The authors broke the United States down into a bit more than 3000 counties. Using data from the Centers for Disease Control and Prevention, they mapped cases of prostate cancer and deaths from prostate cancer across all of those counties, standardized for population size. That’s the variation we were just talking about.

Now…pesticides. This is trickier. Most of the data came from the National Water-Quality Assessment Project from the US Geological Survey. The survey catalogued 295 different pesticides, and the authors tallied up how many kilograms of each were used in each of those 3000-plus counties. Here’s the map for trifluralin, for example.

They did this in two time periods: 1997-2001 and 2002-2006. Given that prostate cancer takes a long time to develop and be diagnosed, they explored the relationship between the phase 1 pesticides with prostate cancer in 2011-2015, and the phase 2 pesticides with prostate cancer cases in 2016-2020.

Of course, a lot of things that happen at the county level might be related to prostate cancer that have nothing to do with pesticides. The authors adjusted for race, poverty levels, population density, agricultural product types, machinery utilization, farm valuation, and more.

But basically the question they asked — 295 times, one for each pesticide — is: Do counties with higher exposure to this pesticide have higher rates of prostate cancer?

● ● ● ● ●

■ Directions:
1/ Can you reproduce word for word the part of the passage on pesticides and prostate cancer that opens with the words containing "Of course, a" and closes with "of prostate cancer?"?
2/ Can you carry on the passage about pesticide use and prostate cancer rates from its last sentence?

■ Provided material:
● ● ● ● ●

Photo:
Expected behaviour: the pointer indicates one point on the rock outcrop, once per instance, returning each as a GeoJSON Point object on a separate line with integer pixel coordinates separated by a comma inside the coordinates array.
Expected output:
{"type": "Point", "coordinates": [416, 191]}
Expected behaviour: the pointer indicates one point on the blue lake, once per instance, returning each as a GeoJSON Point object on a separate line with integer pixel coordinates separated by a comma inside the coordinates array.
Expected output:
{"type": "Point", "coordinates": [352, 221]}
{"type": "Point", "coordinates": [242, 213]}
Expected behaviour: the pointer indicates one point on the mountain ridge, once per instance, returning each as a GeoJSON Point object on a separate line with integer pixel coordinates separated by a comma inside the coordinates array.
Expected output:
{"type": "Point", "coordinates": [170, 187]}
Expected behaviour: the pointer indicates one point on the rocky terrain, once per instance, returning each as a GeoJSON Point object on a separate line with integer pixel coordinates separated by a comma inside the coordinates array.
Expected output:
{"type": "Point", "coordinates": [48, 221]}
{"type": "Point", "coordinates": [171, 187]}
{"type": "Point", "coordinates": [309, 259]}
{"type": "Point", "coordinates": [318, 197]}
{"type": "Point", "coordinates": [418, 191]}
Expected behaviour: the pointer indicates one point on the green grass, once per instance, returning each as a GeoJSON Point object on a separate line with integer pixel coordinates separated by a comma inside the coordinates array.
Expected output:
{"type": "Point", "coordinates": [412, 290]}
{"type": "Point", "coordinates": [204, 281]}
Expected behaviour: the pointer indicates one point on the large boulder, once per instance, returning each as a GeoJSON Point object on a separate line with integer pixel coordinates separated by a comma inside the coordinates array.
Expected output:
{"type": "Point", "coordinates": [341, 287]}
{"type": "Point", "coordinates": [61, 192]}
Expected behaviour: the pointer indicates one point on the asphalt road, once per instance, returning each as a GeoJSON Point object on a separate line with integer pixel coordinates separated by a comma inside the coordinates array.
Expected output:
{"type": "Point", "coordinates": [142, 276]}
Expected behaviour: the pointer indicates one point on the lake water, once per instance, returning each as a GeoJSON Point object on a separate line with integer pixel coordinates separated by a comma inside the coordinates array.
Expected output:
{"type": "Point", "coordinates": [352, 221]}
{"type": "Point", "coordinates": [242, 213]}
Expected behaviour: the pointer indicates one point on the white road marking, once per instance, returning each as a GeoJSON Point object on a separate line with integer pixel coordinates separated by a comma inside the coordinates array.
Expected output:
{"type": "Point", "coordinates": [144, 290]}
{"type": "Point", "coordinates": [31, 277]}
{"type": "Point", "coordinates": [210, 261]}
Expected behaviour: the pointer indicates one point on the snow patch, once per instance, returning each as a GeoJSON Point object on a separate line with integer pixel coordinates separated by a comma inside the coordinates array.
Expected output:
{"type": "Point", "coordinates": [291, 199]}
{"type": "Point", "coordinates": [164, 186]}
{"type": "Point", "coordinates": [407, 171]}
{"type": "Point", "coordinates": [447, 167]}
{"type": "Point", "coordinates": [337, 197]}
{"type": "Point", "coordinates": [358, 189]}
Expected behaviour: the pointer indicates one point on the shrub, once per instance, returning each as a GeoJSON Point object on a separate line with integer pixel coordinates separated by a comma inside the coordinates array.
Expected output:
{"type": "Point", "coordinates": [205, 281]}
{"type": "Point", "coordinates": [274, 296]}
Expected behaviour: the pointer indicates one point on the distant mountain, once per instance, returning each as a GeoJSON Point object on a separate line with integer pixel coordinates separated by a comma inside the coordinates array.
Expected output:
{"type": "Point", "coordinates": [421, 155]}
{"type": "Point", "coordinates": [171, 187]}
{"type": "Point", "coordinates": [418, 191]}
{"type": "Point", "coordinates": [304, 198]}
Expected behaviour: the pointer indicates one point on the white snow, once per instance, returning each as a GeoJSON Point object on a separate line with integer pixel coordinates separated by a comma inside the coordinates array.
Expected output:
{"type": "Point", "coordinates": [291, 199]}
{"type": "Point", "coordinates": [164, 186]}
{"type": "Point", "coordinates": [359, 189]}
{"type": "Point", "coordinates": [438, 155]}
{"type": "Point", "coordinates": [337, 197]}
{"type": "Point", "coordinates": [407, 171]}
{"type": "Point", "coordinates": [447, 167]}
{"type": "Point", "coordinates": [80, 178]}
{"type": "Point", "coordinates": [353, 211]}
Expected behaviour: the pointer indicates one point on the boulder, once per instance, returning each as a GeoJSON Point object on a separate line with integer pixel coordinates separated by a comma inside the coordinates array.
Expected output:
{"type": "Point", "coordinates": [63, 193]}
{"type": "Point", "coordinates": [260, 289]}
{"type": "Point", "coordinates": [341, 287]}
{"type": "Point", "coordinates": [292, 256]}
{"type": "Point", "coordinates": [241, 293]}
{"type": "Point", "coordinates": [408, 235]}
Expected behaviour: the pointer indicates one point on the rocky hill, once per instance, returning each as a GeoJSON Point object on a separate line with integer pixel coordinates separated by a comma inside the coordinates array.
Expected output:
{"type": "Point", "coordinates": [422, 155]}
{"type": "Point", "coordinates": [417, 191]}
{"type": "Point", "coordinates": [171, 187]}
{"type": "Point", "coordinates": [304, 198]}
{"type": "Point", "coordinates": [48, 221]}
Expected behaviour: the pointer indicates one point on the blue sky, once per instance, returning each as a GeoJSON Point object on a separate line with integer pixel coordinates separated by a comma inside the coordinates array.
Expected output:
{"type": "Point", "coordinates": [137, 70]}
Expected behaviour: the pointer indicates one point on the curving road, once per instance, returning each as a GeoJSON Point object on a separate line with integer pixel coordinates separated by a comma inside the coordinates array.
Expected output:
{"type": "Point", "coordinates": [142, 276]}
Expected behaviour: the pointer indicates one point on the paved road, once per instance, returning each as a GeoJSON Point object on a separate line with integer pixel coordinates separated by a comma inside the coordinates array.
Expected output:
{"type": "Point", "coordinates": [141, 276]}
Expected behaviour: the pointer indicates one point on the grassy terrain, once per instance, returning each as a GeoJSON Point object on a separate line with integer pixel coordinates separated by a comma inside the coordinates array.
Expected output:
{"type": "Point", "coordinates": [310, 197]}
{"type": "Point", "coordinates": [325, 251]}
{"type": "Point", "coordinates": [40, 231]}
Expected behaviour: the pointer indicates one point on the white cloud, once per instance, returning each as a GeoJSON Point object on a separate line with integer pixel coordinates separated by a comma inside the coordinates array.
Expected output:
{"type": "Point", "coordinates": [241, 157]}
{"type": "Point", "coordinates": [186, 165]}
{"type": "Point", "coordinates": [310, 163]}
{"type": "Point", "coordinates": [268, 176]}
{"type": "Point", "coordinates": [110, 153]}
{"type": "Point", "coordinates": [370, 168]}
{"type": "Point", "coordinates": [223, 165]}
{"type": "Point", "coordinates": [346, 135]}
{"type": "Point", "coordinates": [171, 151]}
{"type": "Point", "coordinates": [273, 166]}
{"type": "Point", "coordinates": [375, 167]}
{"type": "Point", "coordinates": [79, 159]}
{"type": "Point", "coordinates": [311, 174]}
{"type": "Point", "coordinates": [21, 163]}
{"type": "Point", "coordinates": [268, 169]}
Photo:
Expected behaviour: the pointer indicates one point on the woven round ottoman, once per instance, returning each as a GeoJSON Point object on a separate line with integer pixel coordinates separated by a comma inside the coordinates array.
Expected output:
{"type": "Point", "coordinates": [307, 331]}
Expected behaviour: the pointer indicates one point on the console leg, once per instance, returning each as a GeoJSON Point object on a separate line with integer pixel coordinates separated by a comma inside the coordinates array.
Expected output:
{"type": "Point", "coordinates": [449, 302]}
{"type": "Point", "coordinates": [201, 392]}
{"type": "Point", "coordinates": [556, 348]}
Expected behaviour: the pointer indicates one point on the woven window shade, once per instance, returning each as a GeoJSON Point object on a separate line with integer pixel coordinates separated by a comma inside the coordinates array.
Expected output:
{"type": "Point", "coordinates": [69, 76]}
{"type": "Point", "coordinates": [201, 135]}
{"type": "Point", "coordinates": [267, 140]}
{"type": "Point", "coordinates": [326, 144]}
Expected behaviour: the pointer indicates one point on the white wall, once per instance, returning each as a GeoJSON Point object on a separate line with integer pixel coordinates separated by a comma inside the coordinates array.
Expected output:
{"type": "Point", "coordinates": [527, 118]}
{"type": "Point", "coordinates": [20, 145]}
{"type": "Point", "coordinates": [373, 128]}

● ● ● ● ●

■ Answers to the tasks:
1/
Of course, a lot of things that happen at the county level might be related to prostate cancer that have nothing to do with pesticides. The authors adjusted for race, poverty levels, population density, agricultural product types, machinery utilization, farm valuation, and more.

But basically the question they asked — 295 times, one for each pesticide — is: Do counties with higher exposure to this pesticide have higher rates of prostate cancer?

2/
When you do 295 statistical tests, you’re bound to get some false positives. To avoid this issue, the authors used that phase 1 pesticide time as a discovery cohort — a place to find potential carcinogens, but understanding that some false positives would sneak in. They then checked those potential carcinogens in phase 2, the validation cohort. And they present to us only the pesticides that were significantly associated with prostate cancer in both cohorts.

Twenty-two substances fit this bill, which I’m showing you here. Lines farther to the right imply a stronger link to prostate cancer.

Obviously, we can’t go through all of these, but I’ll highlight a few points. First, there isn’t a very consistent theme across these chemicals. Some are pesticides, some are herbicides. Some are fungicides. Chloropicrin, toward the bottom there, is an “all-purpose soil fumigant,” whatever that means — and, according to the US Department of State, was used as a chemical warfare agent by the Russians in Ukraine.

Four of these were also associated with prostate cancer mortality: trifluralin, cloransulam-methyl, diflufenzopyr, and thiamethoxam. One of those, trifluralin, is already classed by the Environmental Protection Agency as a possible human carcinogen, though some other studies have not corroborated these results. The other three are considered “not likely to be carcinogenic” or to have “evidence of non-carcinogenicity.”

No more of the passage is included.